▸ **Supplied text**
<<<<

Publication year - 2012
Publication title -
journal of dental education
Language(s) - English
Resource type - Journals
SCImago Journal Rank - 0.53
H-Index - 68
eISSN - 1930-7837
pISSN - 0022-0337
DOI - 10.1002/j.0022-0337.2012.76.9.tb05366.x
Subject(s) - vignette , biopsychosocial model , psychology , think aloud protocol , medical education , scripting language , deductive reasoning , logical reasoning , mathematics education , medicine , computer science , social psychology , artificial intelligence , psychotherapist , usability , human–computer interaction , operating system
This study presents a conceptual framework for clinical reasoning by dental students. Using a think‐aloud method with six vignettes, the researchers interviewed eighteen dental students from two stages of training about oral health‐related problems influenced by biopsychosocial factors. Verbatim transcripts of the interviews were analyzed to identify the processes and strategies of clinical reasoning used by the students to produce treatment plans. The process included 1) rituals to collect information; 2) forward and backward reasoning to generate and test clinical hypotheses; 3) pattern recognition from integrated scripts of knowledge and experience; and 4) decision trees to assess options and outcomes. The process was supplemented by scientific, conditional, collaborative, narrative, ethical, pragmatic, and part‐whole reasoning strategies. Senior students showed a keen awareness of the contextual determinants of care and emphasized patients’ motivations for treatment. In contrast, junior students focused more on problems associated with individual teeth as they struggled to integrate the information within each vignette. In this article, the processes and strategies for reasoning used by both groups of dental students are abstracted and then illustrated by a model of clinical reasoning that accommodates the complicated contexts in which clinical problems usually arise.

>>>>

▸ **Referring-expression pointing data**
<<<<

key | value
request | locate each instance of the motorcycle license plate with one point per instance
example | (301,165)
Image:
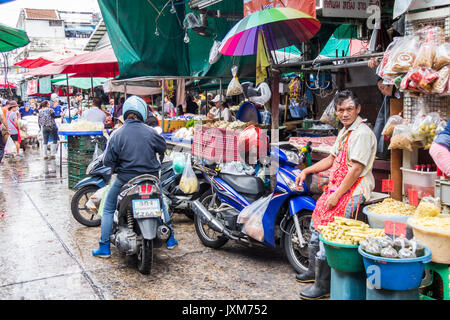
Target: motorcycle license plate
(146,208)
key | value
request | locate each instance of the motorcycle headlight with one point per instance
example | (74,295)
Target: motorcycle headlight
(291,183)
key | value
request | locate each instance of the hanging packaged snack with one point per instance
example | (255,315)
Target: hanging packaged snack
(442,57)
(401,138)
(393,121)
(440,84)
(405,56)
(234,88)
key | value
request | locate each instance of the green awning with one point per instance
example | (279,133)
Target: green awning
(81,83)
(11,38)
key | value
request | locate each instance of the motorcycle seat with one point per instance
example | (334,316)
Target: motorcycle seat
(249,187)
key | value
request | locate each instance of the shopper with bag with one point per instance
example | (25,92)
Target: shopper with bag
(13,125)
(130,157)
(48,126)
(351,183)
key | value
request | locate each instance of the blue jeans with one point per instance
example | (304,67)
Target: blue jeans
(349,210)
(111,206)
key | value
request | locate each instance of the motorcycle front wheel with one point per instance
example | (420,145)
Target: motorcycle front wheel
(298,257)
(80,212)
(209,237)
(145,257)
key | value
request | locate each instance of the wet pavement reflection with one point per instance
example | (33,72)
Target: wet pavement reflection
(46,254)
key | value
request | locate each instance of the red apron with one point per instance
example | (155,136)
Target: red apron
(19,138)
(322,215)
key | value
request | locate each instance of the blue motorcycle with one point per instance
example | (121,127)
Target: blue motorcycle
(285,222)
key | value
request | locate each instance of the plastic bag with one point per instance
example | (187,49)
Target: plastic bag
(388,129)
(428,207)
(389,252)
(402,138)
(178,162)
(234,88)
(442,57)
(188,181)
(259,205)
(214,54)
(10,147)
(329,116)
(440,84)
(103,201)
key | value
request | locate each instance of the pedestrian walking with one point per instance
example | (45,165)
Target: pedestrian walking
(48,126)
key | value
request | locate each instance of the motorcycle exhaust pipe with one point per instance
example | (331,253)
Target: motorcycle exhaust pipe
(200,210)
(163,232)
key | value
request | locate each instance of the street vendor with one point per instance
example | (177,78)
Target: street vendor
(350,184)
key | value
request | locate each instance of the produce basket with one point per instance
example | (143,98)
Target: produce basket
(343,257)
(395,274)
(438,241)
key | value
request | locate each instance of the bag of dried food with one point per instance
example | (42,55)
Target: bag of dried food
(234,88)
(405,55)
(440,84)
(402,138)
(388,129)
(442,57)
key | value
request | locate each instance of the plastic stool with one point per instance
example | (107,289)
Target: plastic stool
(443,270)
(347,285)
(383,294)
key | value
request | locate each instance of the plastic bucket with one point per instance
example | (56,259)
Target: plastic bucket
(343,257)
(395,274)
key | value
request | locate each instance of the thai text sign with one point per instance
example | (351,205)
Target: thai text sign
(307,6)
(348,8)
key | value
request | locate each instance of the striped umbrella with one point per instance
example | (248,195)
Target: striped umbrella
(281,27)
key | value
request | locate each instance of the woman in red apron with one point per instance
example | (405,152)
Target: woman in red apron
(337,198)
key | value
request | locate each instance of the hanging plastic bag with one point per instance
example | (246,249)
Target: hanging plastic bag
(329,116)
(388,129)
(178,162)
(214,54)
(234,88)
(253,226)
(442,57)
(10,147)
(401,138)
(189,181)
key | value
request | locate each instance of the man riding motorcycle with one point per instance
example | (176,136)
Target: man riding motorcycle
(130,152)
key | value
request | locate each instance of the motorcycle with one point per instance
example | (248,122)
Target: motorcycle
(139,225)
(285,221)
(99,176)
(178,200)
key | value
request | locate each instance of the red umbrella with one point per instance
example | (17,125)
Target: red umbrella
(102,63)
(33,63)
(7,85)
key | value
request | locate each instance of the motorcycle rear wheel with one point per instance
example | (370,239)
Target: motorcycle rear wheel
(298,257)
(84,193)
(208,237)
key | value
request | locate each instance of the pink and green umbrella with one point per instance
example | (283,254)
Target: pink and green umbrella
(281,27)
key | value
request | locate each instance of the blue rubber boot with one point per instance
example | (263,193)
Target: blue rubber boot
(103,251)
(171,242)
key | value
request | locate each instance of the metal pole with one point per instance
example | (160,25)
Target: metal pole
(220,95)
(68,94)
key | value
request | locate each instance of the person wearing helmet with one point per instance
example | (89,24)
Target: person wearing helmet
(131,151)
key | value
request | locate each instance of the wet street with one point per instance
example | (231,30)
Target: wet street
(46,254)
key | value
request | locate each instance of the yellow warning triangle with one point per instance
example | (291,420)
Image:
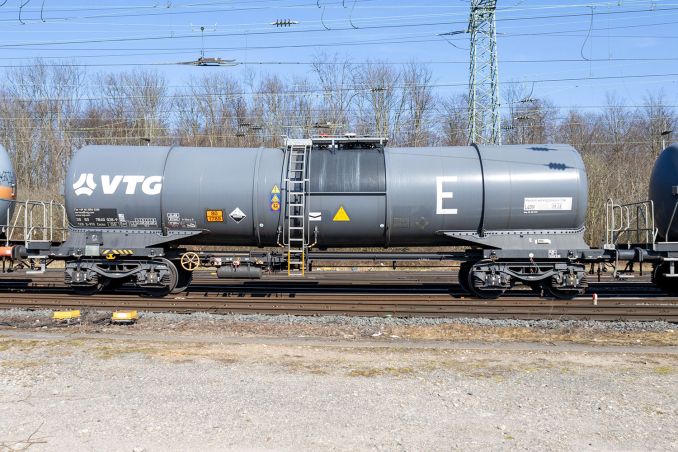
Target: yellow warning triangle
(341,215)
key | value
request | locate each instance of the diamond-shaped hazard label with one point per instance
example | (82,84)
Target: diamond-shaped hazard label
(237,215)
(341,215)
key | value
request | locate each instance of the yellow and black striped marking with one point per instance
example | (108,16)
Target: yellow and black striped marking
(112,254)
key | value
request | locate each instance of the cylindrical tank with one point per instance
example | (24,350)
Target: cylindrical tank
(664,193)
(7,190)
(355,197)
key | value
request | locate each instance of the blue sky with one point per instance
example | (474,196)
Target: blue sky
(574,53)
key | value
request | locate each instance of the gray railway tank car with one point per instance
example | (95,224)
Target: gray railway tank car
(390,197)
(130,208)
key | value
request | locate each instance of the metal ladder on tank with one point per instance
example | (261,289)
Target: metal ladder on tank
(295,205)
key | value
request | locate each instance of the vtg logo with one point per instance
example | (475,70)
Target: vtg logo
(85,185)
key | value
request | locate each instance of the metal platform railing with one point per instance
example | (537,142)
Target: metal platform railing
(629,224)
(35,222)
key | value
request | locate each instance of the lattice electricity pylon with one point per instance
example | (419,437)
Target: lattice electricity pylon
(483,98)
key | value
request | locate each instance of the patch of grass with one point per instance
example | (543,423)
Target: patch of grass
(20,364)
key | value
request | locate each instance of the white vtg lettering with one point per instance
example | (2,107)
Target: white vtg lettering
(151,185)
(442,195)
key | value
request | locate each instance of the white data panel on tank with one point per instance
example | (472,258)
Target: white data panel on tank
(538,204)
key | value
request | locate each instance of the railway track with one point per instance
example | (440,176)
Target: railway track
(367,294)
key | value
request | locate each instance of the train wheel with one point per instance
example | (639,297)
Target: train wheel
(159,292)
(183,281)
(190,261)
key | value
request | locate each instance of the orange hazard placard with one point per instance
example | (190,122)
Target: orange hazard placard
(214,215)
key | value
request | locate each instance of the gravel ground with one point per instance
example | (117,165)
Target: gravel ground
(205,382)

>>>>

▸ **Task objective**
According to the dental clinical reasoning abstract, how many dental students did the researchers interview?

▸ **Answer space**
Eighteen dental students from two stages of training.